SAGRADA FAMILIA: Barcelona’da simge haline gelmiş olan anıt kilise, Gaudi’nin en bilinen ve görsel zekâ ürünü olan eseridir. Gaudi’nin ölümünün ardından onun notları ve tasarımları sayesinde bitirilen kilisenin içinde ziyaretçilere açık olan bir müzede vardır. Kilisenin kulelerinden göreceğiniz şehir manzarasını sizlerde beğeneceksiniz. UNESCO Dünya Mirasları listesine alınan kilisenin dış mimarisi mükemmel bir güzelliğe sahiptir. Kilisenin uzunluğu çevrede olan tepelerin yüksekliğine bile eşittir. Kilisenin duvarlarında bulunan camlar, doğa figürleriyle işlenmiştir. Bu şehre gidenlerin burayı görmeleri gerekir.
* * * * * * * * *
Alıştırma Açıklaması: Sagrada Familia'yı anlatan metni, son cümlesinden sonrasını yazarak lütfen sürdürün. Ardından gelen malzeme, metinden ayrı ve bağımsızdır.

Verilen Veriler:
* * * * * * * * *
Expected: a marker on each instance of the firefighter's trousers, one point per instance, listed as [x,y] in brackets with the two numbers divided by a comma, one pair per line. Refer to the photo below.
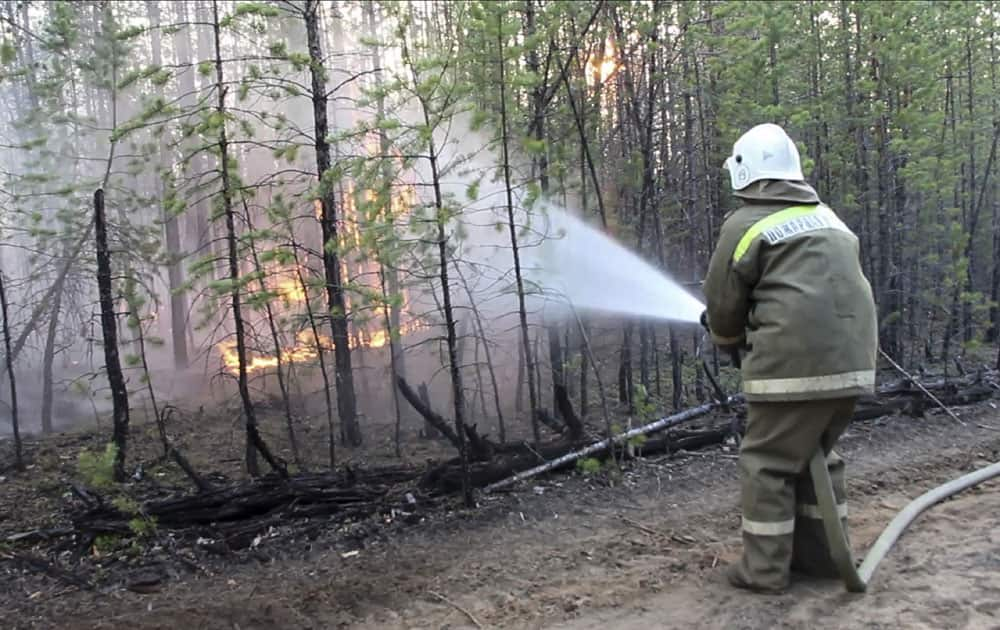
[782,526]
* * * * * * * * *
Çıktı:
PARK GÜELL: Barcelona’da olan parkın merdivenleri ve pavillion bölümleri Gaudi tarafından tasarlanmıştır. Peri masallarında olduğu gibi görünen parkın yapımı sırasında doğal şekil ve figürler kullanılmıştır. Pavillion bölümleri ünlü masal Hansel ve Gretel’de olduğu gibi, binanın çatısında parlak ve renkli kiremitler bulunmaktadır. Parkın giriş kısmındaki merdivenlerde ejderha görünümüne sahip kertenkele bulunmaktadır. Bu parkın sembollerinden biridir. Güell park, Barcelona’yı gören hâkim bir tepe üstünde bulunmaktadır. Parktan Akdeniz manzarasının en güzel görüntüsünü görebilirsiniz. Parkın içinde olan Gaudi müzesi, Gaudi’nin yaşamış olduğu evin müzeye dönüştürüldüğü yerdir. Burada Gaudi’ye ait eşyalar ve çalışmaları sergilenir.
CASAMİLA: Gaudi’nin eserleri içindeki binada iki tane avlu vardır. Doğal taşlardan yapılmış olan binadaki en ilgi çekici olan yer çatısıdır. Sürrealist tarzda yapılan küçük heykellere benzer birçok farklı baca çatıda bulunmaktadır.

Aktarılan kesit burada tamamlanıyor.